Set problem: Change "plant in planter" to "potted plant" in the entries, starting at the line that has "Please examine the picture and locate every plant" and stopping after the line that has "xmin=246 ymin=408 xmax=433 ymax=563". Return only those lines, with nothing else altered.

Dataset entries:

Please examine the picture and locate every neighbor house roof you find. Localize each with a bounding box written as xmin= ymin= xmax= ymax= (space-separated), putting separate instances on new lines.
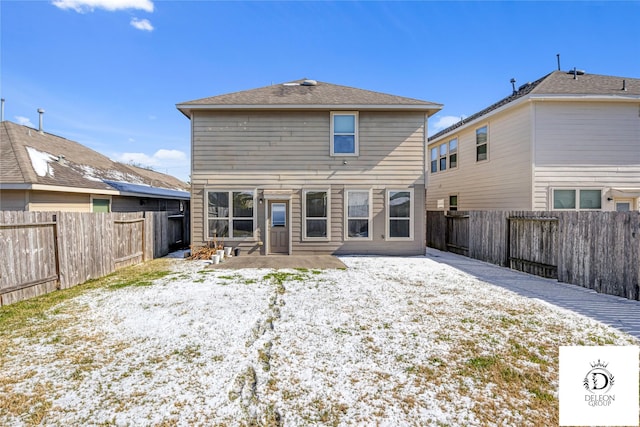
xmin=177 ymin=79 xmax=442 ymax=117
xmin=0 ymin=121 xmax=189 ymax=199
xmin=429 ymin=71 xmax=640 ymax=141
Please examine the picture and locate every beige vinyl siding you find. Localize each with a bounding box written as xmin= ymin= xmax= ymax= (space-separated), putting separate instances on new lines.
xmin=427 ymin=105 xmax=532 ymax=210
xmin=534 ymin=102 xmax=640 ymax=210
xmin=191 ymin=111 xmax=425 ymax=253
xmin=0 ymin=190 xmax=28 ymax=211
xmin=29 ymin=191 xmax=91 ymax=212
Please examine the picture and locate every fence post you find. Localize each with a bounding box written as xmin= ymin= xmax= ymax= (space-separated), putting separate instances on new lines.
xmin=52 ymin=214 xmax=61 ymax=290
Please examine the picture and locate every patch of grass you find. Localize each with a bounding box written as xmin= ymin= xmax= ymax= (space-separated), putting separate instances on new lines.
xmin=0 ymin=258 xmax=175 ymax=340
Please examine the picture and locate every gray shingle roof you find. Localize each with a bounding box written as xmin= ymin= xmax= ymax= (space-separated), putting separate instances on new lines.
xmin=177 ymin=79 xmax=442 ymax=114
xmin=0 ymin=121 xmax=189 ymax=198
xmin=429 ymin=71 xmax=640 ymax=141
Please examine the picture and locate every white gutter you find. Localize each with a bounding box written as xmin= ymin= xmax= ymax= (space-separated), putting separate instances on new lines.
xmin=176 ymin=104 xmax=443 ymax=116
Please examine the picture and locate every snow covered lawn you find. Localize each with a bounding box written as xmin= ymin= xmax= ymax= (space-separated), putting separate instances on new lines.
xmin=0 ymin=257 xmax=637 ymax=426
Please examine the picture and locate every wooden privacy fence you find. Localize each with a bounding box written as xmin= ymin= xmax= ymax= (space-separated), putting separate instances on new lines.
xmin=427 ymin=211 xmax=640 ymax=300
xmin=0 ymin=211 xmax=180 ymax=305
--
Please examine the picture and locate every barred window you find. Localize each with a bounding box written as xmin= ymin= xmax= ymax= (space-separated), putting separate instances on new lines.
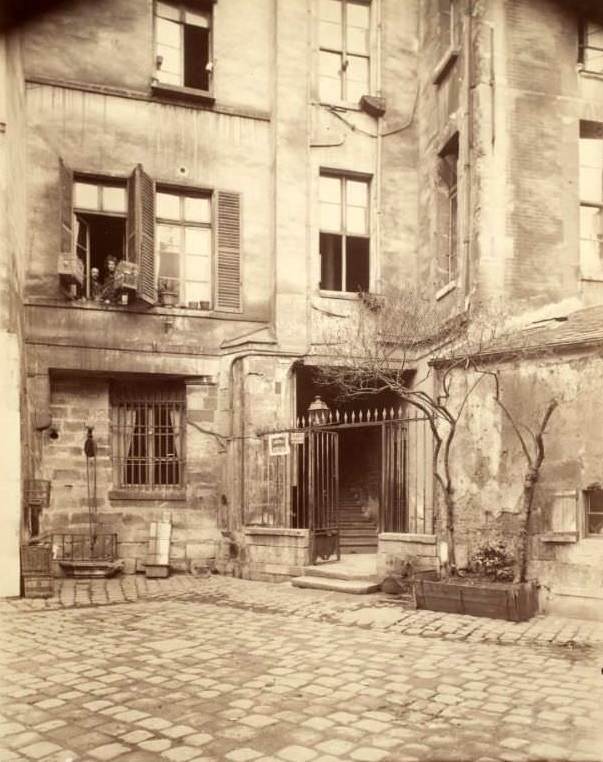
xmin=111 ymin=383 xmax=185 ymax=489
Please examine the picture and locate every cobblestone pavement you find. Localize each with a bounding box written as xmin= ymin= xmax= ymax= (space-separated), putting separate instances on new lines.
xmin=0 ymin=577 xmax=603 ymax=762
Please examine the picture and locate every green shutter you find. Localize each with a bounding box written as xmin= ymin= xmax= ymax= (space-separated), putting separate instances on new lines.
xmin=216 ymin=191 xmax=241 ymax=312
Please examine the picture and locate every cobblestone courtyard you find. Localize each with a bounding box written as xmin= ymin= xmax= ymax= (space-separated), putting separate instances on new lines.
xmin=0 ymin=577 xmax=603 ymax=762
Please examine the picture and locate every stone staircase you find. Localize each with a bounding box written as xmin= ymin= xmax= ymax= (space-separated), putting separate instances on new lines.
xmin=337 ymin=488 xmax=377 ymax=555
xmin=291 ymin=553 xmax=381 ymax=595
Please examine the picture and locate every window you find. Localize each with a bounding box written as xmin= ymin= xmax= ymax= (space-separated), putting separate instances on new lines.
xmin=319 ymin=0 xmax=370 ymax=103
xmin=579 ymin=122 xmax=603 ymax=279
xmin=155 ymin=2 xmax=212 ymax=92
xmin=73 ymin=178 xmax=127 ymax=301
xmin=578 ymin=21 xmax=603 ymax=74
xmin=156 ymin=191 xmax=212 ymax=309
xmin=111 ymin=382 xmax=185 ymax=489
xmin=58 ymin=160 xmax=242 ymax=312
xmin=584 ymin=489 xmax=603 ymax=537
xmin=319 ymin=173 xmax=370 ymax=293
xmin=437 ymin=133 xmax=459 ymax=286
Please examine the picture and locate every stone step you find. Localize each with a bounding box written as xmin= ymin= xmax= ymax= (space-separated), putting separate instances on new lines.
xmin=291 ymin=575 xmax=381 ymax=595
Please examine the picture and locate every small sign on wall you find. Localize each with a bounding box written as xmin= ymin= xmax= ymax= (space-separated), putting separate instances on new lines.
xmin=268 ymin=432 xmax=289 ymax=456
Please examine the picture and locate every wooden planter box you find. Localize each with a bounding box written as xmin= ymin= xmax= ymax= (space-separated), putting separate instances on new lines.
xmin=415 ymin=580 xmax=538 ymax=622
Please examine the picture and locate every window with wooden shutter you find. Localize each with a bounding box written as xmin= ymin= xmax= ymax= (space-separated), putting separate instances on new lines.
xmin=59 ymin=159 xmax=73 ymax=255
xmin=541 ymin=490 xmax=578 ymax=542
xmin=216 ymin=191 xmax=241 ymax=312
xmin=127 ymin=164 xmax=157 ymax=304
---
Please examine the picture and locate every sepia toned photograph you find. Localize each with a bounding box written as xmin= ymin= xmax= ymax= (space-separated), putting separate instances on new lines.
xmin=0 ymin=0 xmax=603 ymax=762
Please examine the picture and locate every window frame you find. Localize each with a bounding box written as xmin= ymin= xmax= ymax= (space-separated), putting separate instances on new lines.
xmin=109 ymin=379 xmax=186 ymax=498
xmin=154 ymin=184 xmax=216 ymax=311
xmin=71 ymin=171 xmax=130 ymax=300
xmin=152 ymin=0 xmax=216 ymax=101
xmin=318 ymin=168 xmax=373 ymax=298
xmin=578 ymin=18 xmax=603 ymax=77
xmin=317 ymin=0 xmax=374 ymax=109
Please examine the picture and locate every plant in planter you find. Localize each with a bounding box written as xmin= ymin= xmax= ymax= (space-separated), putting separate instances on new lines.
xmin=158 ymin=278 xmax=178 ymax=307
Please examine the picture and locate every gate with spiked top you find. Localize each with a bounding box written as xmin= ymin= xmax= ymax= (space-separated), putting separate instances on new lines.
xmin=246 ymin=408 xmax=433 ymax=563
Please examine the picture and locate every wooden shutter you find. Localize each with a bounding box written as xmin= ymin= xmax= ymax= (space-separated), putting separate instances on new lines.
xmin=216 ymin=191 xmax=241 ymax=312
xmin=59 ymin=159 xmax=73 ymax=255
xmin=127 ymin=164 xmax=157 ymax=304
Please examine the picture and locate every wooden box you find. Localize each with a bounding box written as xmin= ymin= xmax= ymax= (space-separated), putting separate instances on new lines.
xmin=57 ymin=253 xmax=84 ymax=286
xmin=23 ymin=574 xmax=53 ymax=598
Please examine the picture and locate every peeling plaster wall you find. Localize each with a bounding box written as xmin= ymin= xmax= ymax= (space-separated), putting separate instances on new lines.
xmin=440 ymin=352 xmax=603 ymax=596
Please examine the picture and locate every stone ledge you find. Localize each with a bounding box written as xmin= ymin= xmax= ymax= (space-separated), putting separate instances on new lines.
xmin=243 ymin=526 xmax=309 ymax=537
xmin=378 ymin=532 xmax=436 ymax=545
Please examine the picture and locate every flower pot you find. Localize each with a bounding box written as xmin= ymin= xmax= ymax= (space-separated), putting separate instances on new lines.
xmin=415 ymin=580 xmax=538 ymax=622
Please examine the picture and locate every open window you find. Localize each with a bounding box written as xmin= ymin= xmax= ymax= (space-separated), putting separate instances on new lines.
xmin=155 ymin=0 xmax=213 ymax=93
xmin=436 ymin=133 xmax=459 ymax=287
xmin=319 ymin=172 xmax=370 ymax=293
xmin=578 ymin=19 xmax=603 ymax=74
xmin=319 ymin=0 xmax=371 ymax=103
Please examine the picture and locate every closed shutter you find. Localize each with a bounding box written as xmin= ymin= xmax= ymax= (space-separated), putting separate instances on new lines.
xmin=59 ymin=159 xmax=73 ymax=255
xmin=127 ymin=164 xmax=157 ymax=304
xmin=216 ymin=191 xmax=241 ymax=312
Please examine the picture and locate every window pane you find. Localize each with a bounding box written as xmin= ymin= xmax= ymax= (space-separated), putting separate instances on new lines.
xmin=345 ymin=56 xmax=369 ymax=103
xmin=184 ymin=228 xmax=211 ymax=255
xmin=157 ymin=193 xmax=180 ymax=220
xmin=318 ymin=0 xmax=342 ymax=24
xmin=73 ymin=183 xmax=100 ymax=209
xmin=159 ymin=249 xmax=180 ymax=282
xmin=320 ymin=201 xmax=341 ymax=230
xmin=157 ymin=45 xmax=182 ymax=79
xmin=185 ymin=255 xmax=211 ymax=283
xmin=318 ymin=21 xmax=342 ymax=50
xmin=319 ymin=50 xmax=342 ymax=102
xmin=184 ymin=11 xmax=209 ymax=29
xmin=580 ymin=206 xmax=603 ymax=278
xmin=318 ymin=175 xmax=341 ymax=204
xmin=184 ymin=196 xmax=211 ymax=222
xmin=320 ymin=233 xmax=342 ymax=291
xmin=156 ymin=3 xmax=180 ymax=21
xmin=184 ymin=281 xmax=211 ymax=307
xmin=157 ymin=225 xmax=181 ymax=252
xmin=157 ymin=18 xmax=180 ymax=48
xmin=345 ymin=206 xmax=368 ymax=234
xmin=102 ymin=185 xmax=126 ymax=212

Solved exercise:
Please examine the picture and locate every potted plant you find. Localize each with a bounding box written as xmin= ymin= xmax= ymax= (space-separated), putting separate instances on new lines.
xmin=158 ymin=278 xmax=178 ymax=307
Please examine the picture and locate every gate with spiked top you find. Localize each with a bounding box written as xmin= ymin= xmax= ymax= (space-separated), putting separate instances on new lines.
xmin=246 ymin=408 xmax=433 ymax=563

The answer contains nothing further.